* **Çözülecek Sorular**
A. Alıntılanan metne göre şu soruları yanıtlayın:
(i) Dava hangi tarihte açılmıştır?
(ii) 6100 sayılı HMK hangi tarihte yürürlüğe girmiştir?
(iii) HMK'nun 120. maddesine göre avansın yeterli olmadığı dava sırasında anlaşılırsa davacıya ne kadar kesin süre verilir?
B. Alıntılanan metnin “Hükmünü içermektedir.” ile başlayıp “şartı olarak düzenlenmiştir.” ile biten bölümünü aynen yazın.

* **Alıntılanan Metin**

········

Bu genel açıklamalardan sonra, zaman bakımından 6100 sayılı Hukuk Muhakemeleri Kanunu (HMK)'nun ilgili hükmüne de değinmek gerekir:

HMK'nun “Zaman bakımından uygulanma” başlığını taşıyan 448.maddesi; “(1) Bu Kanun hükümleri, tamamlanmış işlemleri etkilememek kaydıyla derhâl uygulanır.” 

Hükmünü içermektedir.

Bu madde hükmüne göre, usul hükümleri kanunda aksine bir düzenleme getirilmediği takdirde tamamlanmış usul işlemlerine bir etkisi olmayacak, önceki kanuna göre yapılmış ve tamamlanmış olan işlemler geçerliğini koruyacaktır. Buna karşın, tamamlanmamış usul işlemleri yeni kanun hükümlerine göre yapılacaktır (Hukuk Genel Kurulunun 22.02.2012 gün ve E:2011/2-733, K:2012/87 sayılı ilamı).

Öte yandan, gider avansına ilişkin yasal düzenleme ve ilkelerin ortaya konulmasında yarar vardır: 

Dava 05.05.2009 tarihinde açılmıştır. Davanın açıldığı tarih itibariyle yürürlükte olan 1086 sayılı Hukuk Usulü Muhakemeleri Kanunu (HUMK)’nda gider avansı alınmasına yönelik bir düzenleme bulunmamaktadır. 

01.10.2011 tarihinde yürürlüğe giren 6100 sayılı HMK 114/1 (g) maddesinde ise, gider avansı dava şartı olarak düzenlenmiştir. 
HMK’nun harç ve avans ödenmesi başlıklı 120. maddesinde; 

“(1) Davacı, yargılama harçları ile her yıl Adalet Bakanlığınca çıkarılacak gider avansı tarifesinde belirlenecek olan tutarı, dava açarken mahkeme veznesine yatırmak zorundadır. 

(2) Avansın yeterli olmadığının dava sırasında anlaşılması hâlinde, mahkemece, bu eksikliğin tamamlanması için davacıya iki haftalık kesin süre verilir.” 
Hükmüne yer verilmiştir. 

Anılan maddenin gerekçesinde ise; “Madde ile, dava açılırken yargılama harçlarının mahkeme veznesine yatırılması zorunluluğu düzenlenmiştir. Maddede ayrıca, 1086 sayılı Kanunda yer almayan, yeni bir düzenleme yapılarak, her türlü tebligat ücretleri, keşif giderleri, bilirkişi ve tanık ücretleri gibi giderleri karşılayacak tutarın, avans olarak davacı tarafından dava açarken yatırılması zorunluluğu getirilmiştir. Bu avansın yetmemesi durumunda ise tamamlanması için davacıya kesin süre verileceği hususu hüküm altına alınmıştır. Avans miktarının, davanın türü ve özelliklerine göre her yıl Adalet Bakanlığınca ilân edilecek tarifeye göre belirleneceği, maddede yer almıştır. Maddede yapılan bu düzenlemeyle, gerekli masrafların zamanında yatırılmamasından dolayı davaların gecikmesinin önüne geçilmesi amaçlanmıştır” ifadelerine yer verilmek suretiyle, her türlü tebligat ücretleri, keşif giderleri, bilirkişi ve tanık ücretleri gibi giderleri karşılayacak tutarın, avans olarak davacı tarafından dava açarken yatırılması zorunluluğu getirildiği vurgulanmıştır (Hukuk Genel Kurulunun 12.12.2012 gün ve E:2012/9-1200, K:2012/1216; 05.03.2014 gün ve E:2013/9-651, K:2014/202 sayılı ilamları).

········

* **Gösterilen Kayıtlar**

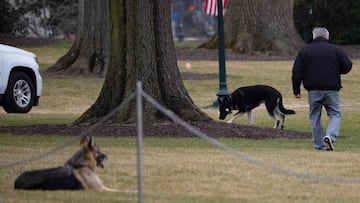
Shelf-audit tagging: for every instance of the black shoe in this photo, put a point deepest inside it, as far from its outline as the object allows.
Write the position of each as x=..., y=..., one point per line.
x=329, y=143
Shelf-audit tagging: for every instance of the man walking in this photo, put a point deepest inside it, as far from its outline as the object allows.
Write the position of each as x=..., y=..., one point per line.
x=318, y=66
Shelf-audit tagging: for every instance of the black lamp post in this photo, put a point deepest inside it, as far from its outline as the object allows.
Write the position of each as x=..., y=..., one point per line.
x=222, y=69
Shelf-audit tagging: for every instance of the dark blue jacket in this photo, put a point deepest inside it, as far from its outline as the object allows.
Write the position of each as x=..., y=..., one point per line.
x=319, y=65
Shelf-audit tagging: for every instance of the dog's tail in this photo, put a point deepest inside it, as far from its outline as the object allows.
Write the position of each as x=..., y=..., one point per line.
x=282, y=108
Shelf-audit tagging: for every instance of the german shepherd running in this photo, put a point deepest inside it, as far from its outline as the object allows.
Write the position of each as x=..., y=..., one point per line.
x=245, y=99
x=77, y=173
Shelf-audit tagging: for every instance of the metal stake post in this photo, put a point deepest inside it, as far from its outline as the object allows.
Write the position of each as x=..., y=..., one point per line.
x=139, y=128
x=222, y=68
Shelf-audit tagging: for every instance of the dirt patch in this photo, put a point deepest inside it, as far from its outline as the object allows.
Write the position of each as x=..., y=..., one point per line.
x=213, y=128
x=167, y=129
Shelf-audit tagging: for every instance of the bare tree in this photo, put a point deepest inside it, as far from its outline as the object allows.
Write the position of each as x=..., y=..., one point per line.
x=142, y=49
x=90, y=51
x=259, y=26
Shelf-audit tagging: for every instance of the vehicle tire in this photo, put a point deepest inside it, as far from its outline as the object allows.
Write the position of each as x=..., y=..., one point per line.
x=20, y=93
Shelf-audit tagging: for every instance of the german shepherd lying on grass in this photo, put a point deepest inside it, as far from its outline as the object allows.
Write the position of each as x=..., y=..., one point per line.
x=245, y=99
x=77, y=173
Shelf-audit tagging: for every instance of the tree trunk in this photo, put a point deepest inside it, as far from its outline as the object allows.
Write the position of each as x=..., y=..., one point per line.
x=89, y=52
x=142, y=48
x=264, y=26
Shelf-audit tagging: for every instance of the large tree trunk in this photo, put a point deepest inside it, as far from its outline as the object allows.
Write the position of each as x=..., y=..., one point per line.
x=89, y=53
x=142, y=49
x=259, y=26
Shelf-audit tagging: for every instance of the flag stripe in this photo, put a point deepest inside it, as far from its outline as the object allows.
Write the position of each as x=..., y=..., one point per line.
x=211, y=7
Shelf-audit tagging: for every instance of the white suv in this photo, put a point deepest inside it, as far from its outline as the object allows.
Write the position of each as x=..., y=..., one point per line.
x=20, y=80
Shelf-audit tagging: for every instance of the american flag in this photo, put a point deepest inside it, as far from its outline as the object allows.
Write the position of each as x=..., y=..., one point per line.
x=210, y=7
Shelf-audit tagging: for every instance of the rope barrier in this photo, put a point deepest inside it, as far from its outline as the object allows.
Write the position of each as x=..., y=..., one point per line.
x=238, y=154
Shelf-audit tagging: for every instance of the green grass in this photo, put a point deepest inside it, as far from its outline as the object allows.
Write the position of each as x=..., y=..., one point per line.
x=191, y=169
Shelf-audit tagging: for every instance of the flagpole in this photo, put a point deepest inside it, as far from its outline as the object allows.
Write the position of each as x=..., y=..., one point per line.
x=221, y=49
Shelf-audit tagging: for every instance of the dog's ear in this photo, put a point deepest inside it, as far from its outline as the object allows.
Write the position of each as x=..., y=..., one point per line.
x=226, y=99
x=87, y=141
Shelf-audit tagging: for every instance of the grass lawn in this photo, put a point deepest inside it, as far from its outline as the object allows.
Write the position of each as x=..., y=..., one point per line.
x=191, y=169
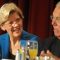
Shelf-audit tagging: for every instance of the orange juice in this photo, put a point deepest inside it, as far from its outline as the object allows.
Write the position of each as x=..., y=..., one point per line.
x=33, y=53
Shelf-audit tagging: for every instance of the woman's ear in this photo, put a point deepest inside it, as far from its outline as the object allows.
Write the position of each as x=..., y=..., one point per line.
x=2, y=27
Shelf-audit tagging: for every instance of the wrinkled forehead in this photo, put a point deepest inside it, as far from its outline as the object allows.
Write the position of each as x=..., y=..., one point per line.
x=56, y=11
x=14, y=16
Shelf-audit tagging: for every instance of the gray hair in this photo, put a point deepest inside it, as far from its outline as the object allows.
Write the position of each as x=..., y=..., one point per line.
x=6, y=9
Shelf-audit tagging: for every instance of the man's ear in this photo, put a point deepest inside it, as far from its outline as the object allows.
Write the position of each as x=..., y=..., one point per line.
x=2, y=27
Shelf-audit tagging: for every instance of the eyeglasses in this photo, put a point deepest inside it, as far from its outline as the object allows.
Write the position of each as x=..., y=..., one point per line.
x=55, y=18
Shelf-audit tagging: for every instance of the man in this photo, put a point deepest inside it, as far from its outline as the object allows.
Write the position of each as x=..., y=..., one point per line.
x=11, y=20
x=52, y=44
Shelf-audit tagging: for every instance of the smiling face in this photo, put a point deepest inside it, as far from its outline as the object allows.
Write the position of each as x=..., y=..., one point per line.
x=14, y=24
x=56, y=21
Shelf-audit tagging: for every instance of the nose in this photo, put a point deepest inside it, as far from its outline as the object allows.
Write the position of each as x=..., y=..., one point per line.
x=14, y=24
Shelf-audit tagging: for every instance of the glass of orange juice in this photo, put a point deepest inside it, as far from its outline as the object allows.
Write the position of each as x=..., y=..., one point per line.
x=33, y=49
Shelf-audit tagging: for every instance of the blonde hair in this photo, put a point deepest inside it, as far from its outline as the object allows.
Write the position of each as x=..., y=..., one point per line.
x=6, y=9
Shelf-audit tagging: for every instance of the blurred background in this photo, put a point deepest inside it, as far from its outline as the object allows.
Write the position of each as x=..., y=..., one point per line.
x=37, y=15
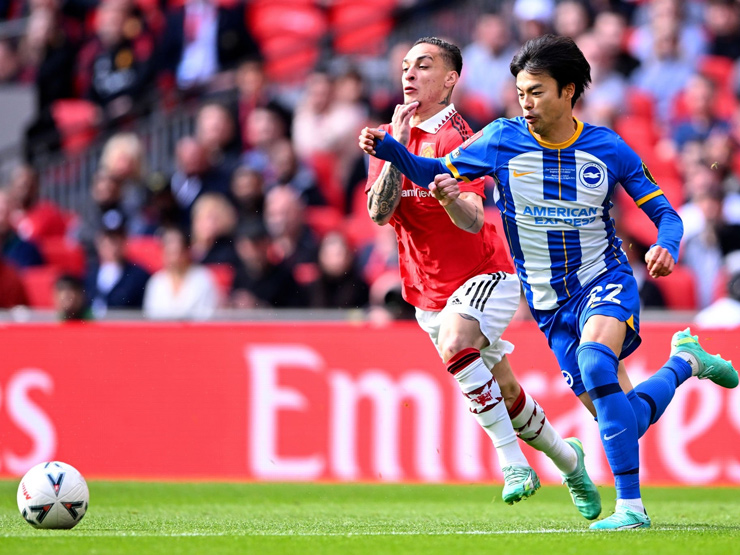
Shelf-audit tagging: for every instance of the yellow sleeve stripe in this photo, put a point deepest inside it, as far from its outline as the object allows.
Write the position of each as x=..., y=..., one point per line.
x=643, y=200
x=453, y=169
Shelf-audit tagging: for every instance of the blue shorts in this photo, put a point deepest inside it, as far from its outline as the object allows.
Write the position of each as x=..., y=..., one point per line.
x=613, y=293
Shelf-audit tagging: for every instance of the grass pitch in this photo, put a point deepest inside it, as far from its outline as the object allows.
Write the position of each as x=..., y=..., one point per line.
x=172, y=518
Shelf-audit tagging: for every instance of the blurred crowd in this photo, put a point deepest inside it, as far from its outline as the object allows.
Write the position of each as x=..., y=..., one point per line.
x=263, y=205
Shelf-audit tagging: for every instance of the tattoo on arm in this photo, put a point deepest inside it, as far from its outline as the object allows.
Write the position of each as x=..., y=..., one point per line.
x=384, y=194
x=475, y=221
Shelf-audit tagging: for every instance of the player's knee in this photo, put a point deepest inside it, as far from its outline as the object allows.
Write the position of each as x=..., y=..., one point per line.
x=451, y=345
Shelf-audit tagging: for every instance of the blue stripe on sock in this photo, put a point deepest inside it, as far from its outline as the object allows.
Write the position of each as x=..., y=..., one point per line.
x=604, y=390
x=653, y=409
x=617, y=422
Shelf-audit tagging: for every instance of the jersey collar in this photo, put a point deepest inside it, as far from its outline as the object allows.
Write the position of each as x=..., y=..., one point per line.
x=435, y=123
x=566, y=144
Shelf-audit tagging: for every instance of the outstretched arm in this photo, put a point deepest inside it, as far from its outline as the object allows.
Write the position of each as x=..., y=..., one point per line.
x=385, y=194
x=380, y=144
x=663, y=255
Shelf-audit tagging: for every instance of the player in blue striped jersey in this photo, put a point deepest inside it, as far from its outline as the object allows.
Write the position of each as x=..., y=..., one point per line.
x=555, y=179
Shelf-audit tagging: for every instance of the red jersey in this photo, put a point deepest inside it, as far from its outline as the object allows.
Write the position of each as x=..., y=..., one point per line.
x=435, y=256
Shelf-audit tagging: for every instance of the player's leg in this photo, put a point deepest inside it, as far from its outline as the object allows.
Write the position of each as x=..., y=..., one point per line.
x=460, y=341
x=602, y=338
x=534, y=428
x=650, y=398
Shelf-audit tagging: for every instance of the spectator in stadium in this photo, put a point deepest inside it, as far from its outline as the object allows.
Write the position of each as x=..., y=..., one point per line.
x=215, y=130
x=193, y=177
x=700, y=119
x=464, y=296
x=181, y=290
x=722, y=22
x=264, y=128
x=106, y=201
x=49, y=55
x=293, y=241
x=611, y=29
x=14, y=249
x=248, y=192
x=486, y=68
x=70, y=301
x=116, y=67
x=533, y=18
x=260, y=281
x=212, y=230
x=709, y=236
x=725, y=311
x=287, y=169
x=203, y=38
x=606, y=97
x=572, y=18
x=113, y=282
x=34, y=219
x=321, y=111
x=678, y=15
x=124, y=161
x=12, y=291
x=587, y=330
x=9, y=62
x=339, y=284
x=665, y=72
x=254, y=90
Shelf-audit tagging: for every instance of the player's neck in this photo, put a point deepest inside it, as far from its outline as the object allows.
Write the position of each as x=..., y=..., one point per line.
x=428, y=113
x=560, y=132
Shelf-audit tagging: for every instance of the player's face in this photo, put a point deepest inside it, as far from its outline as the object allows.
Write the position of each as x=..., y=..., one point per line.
x=543, y=106
x=426, y=78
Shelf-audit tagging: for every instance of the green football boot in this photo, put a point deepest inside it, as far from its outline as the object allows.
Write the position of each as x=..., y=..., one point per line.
x=586, y=497
x=520, y=482
x=623, y=519
x=712, y=367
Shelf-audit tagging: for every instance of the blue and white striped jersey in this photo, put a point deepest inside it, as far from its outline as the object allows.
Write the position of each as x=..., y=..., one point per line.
x=555, y=201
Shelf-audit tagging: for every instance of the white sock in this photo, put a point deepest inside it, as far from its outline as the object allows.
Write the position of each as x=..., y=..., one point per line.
x=534, y=428
x=487, y=405
x=632, y=504
x=691, y=359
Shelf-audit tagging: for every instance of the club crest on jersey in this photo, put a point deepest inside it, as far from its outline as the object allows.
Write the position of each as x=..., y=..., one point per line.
x=592, y=175
x=472, y=139
x=649, y=175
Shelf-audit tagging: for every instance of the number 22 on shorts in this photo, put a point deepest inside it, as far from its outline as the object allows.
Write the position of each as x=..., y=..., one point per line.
x=611, y=291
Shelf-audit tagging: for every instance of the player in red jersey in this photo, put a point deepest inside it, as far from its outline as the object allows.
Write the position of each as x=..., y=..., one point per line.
x=457, y=273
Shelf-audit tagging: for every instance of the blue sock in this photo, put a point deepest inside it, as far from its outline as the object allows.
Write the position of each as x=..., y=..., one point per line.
x=650, y=399
x=617, y=422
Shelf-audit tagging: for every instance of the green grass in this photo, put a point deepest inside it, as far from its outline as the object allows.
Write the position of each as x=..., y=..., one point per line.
x=150, y=518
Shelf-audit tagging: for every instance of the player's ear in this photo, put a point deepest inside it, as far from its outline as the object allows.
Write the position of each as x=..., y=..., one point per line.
x=569, y=90
x=452, y=78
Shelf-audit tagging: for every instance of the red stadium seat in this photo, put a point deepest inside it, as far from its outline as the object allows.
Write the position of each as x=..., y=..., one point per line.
x=362, y=27
x=76, y=121
x=39, y=284
x=223, y=275
x=65, y=255
x=145, y=251
x=679, y=289
x=289, y=32
x=323, y=219
x=325, y=166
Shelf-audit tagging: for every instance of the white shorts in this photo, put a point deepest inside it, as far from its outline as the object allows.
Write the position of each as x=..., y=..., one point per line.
x=492, y=299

········

* **Alıştırma Çözümleri**
A.
(i) 05.05.2009
(ii) 01.10.2011
(iii) İki haftalık kesin süre

B.
Hükmünü içermektedir.

Bu madde hükmüne göre, usul hükümleri kanunda aksine bir düzenleme getirilmediği takdirde tamamlanmış usul işlemlerine bir etkisi olmayacak, önceki kanuna göre yapılmış ve tamamlanmış olan işlemler geçerliğini koruyacaktır. Buna karşın, tamamlanmamış usul işlemleri yeni kanun hükümlerine göre yapılacaktır (Hukuk Genel Kurulunun 22.02.2012 gün ve E:2011/2-733, K:2012/87 sayılı ilamı).

Öte yandan, gider avansına ilişkin yasal düzenleme ve ilkelerin ortaya konulmasında yarar vardır: 

Dava 05.05.2009 tarihinde açılmıştır. Davanın açıldığı tarih itibariyle yürürlükte olan 1086 sayılı Hukuk Usulü Muhakemeleri Kanunu (HUMK)’nda gider avansı alınmasına yönelik bir düzenleme bulunmamaktadır. 

01.10.2011 tarihinde yürürlüğe giren 6100 sayılı HMK 114/1 (g) maddesinde ise, gider avansı dava şartı olarak düzenlenmiştir.